> Activity: Filter the data below, keeping only lines that contain "white".

====== Information supplied ======

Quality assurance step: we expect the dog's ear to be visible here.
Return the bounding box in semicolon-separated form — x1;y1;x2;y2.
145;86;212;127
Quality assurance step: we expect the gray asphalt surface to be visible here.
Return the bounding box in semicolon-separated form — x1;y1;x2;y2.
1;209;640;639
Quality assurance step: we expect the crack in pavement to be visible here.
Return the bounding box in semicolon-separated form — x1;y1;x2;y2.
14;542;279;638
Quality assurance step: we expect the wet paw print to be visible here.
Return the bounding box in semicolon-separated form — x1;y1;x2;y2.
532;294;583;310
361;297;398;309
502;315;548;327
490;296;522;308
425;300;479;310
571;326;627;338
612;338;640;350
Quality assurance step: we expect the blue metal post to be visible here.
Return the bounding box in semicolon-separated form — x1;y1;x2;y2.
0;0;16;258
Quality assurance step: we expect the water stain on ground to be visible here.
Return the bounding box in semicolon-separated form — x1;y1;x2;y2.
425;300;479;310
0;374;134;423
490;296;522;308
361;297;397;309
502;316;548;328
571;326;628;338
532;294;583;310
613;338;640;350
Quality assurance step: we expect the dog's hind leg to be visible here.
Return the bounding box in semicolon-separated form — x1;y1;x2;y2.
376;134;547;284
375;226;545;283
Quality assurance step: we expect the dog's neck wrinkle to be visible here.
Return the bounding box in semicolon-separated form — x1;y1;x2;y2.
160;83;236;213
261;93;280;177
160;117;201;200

======
====== Information supplied ======

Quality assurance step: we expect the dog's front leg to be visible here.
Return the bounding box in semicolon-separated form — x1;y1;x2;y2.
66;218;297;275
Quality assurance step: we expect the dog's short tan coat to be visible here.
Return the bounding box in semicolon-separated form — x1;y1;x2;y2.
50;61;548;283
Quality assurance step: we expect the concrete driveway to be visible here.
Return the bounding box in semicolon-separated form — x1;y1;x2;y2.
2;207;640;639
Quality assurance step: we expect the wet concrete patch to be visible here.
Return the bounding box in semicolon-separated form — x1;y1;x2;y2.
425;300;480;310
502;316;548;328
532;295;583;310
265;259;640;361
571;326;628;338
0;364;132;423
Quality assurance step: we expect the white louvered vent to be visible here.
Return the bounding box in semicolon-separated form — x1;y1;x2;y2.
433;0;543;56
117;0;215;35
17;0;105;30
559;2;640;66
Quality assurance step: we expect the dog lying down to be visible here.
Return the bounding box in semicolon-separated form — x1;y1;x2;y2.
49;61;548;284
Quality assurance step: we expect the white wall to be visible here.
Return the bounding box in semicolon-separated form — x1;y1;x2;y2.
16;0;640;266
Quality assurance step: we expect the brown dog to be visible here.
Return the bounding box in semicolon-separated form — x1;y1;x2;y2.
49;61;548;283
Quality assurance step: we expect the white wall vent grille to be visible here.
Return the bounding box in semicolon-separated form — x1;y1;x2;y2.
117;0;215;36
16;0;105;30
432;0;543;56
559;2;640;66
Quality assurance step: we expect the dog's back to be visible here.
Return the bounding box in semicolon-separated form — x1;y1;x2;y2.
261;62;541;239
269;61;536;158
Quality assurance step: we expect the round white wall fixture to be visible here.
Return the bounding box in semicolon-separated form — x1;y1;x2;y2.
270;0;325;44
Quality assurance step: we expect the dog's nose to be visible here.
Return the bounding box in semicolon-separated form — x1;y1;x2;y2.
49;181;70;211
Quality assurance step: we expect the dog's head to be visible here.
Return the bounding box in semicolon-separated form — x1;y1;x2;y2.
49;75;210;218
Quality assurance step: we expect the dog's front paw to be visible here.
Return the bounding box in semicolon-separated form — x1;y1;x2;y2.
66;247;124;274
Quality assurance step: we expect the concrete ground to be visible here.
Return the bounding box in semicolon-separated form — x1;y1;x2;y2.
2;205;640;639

======

> Completed exercise:
Quality assurance step: we expect the white louvered vent to be visible here.
Quality assurance step: we expect the white wall to be visible here.
Quality assurance step: we expect the white wall vent grille to be visible here.
Quality assurance step: we expect the round white wall fixture to be visible here.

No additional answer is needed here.